SOURCE EXTRACT ::
------

The White House recently issued a statement mentioning, “China currently faces tariffs on goods exported to the U.S. of up to 245% due to its retaliatory actions.” This figure has quickly drawn attention, raising questions about the situation.

(Background: Trump: China is ungrateful; immediately raises tariffs to 125%. Beijing retaliates with 84% counter-tariff, sanctions 18 American companies.)

(Context: China’s market intervention! Limits daily net stock sales to 50 million; Beijing raises tariffs on U.S. goods to 125%.)

Both China and the U.S. have taken a hardline stance on tariffs recently, refusing to back down. Last week, Trump raised tariffs on Chinese goods to 145%, while the Chinese Ministry of Commerce announced a retaliatory tariff increase on U.S. imports to 125%.

Just yesterday (the 16th), the White House released a report titled “President Trump Ensures National Security and Economic Resilience through Section 232 Actions,” which included a specific detail stating: “China currently faces tariffs on goods exported to the U.S. of up to 245% due to its retaliatory actions.” This figure has quickly sparked interest in the market.

How Did the 245% Tariff Come About?

This number is nearly 70% higher than the 145% proposed by Trump earlier, causing many investors to initially think that Trump had truly lost his mind. However, some details must be clarified.

First, the 245% applies to certain product categories rather than an overall tariff. Currently, medical supplies such as syringes indeed have a maximum tariff rate approaching 245%, derived mainly from the following three layers:

  • Medical supplies have a basic tariff rate up to 100% due to anti-dumping measures.
  • A 20% tariff added due to the fentanyl crisis.
  • A 125% reciprocal tariff.

For example, regarding the nearly $52 billion worth of smartphones imported by the U.S. in 2024, over 80% are manufactured in China. These products could have faced tariffs as high as 145%. However, the U.S. temporarily excluded smartphones and laptops from the 125% “reciprocal tariff” last weekend, and they still face a 20% punitive tariff related to fentanyl.

Additionally, The New York Times calculated the tariffs for individual products, such as: total toy tariffs at 145%, total tariffs on wool sweaters at 168.5%, and total tariffs on aluminum outdoor chairs at 70%. The details are quite complex.

Experts: 245% or 145% Are More Negotiation Chips

The ongoing escalation of the U.S.-China tariff war poses significant challenges to the global economy. From a global economic perspective, according to a previous report from the International Monetary Fund (IMF), the high tariffs imposed by the U.S. on China have led to a 7% increase in global supply chain costs, particularly affecting the semiconductor, automotive, and medical industries.

Furthermore, for both the U.S. and China, experts point out that prolonged tariff confrontations will damage both economies in the long term—tariff battles will raise import and export costs, American consumers will face rising prices, and Chinese exporters will lose market share.

Regarding the White House announcement from yesterday, Wall Street Journal trade columnist Josh Zumbrun noted: “A figure like 245% seems more like political propaganda, aimed at portraying a tough stance to domestic voters.”

Additionally, an international relations scholar from Renmin University of China stated, “The mutual comparison of tariff figures between China and the U.S. obscures the fact of their economic interdependence. The 245% or 145% figures are more like negotiation chips rather than actual enforcement standards.” The U.S. and China should lower tariff barriers through negotiation; otherwise, it will only hinder global economic recovery.

The First Financial Daily also quoted experts stating, “If the U.S. intends to impose new tariffs, it needs to issue a formal order in the Federal Register; currently, it is merely a factual list, with no substantive tariff actions.”

------

RECORD SET ::
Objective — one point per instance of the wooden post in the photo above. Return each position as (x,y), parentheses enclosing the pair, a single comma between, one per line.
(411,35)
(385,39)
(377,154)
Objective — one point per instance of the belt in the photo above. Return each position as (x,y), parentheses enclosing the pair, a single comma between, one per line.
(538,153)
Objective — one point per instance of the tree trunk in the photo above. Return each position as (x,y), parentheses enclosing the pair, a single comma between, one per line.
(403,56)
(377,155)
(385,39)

------

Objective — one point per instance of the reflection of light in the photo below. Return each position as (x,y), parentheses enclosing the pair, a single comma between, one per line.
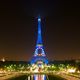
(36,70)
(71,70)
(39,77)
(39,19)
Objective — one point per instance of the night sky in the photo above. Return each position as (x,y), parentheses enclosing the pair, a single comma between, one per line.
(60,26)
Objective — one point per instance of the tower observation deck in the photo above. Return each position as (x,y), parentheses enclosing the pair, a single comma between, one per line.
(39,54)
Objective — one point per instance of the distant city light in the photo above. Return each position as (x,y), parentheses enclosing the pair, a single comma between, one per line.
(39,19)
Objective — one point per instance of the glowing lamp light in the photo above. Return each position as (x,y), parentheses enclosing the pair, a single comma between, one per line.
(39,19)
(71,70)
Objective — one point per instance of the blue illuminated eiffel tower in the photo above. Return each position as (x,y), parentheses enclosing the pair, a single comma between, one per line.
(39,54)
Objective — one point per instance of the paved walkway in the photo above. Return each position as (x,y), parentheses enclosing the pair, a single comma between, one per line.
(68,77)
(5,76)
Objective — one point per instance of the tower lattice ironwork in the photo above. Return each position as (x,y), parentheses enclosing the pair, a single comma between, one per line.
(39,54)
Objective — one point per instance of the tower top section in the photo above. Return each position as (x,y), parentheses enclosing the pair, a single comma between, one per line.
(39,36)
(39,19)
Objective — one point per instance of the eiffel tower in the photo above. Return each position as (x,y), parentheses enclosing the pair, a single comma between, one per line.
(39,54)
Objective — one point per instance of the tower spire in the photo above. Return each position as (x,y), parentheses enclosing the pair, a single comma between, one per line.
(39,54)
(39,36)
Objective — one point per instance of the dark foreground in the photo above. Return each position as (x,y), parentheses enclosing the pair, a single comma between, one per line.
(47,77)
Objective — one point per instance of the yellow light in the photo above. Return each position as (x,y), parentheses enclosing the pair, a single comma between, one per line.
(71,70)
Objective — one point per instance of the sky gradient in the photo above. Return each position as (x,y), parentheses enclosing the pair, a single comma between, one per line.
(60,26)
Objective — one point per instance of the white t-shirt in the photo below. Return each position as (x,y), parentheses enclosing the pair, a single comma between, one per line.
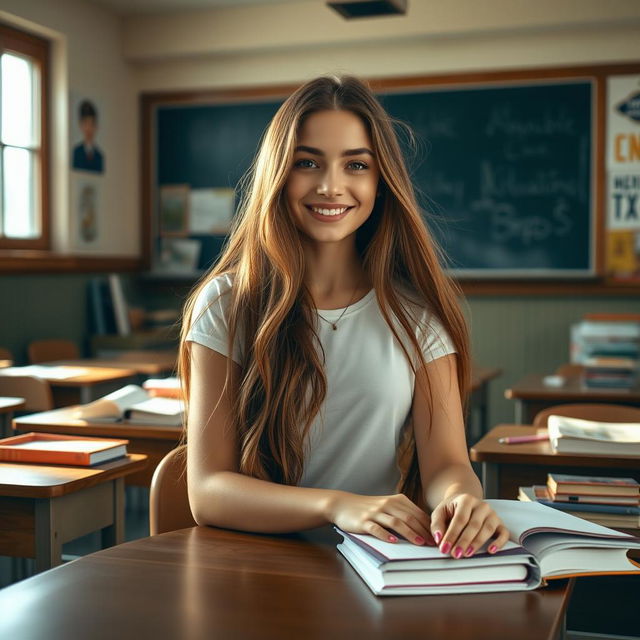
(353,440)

------

WHAT THIS TASK INVOLVES :: Please list each layer of the near-245% maximum tariff on medical supplies such as syringes, as the tariff article gives them, with the rate of each layer.

YOUR SOLUTION ::
- Basic tariff from anti-dumping measures: up to 100%
- Tariff added due to the fentanyl crisis: 20%
- Reciprocal tariff: 125%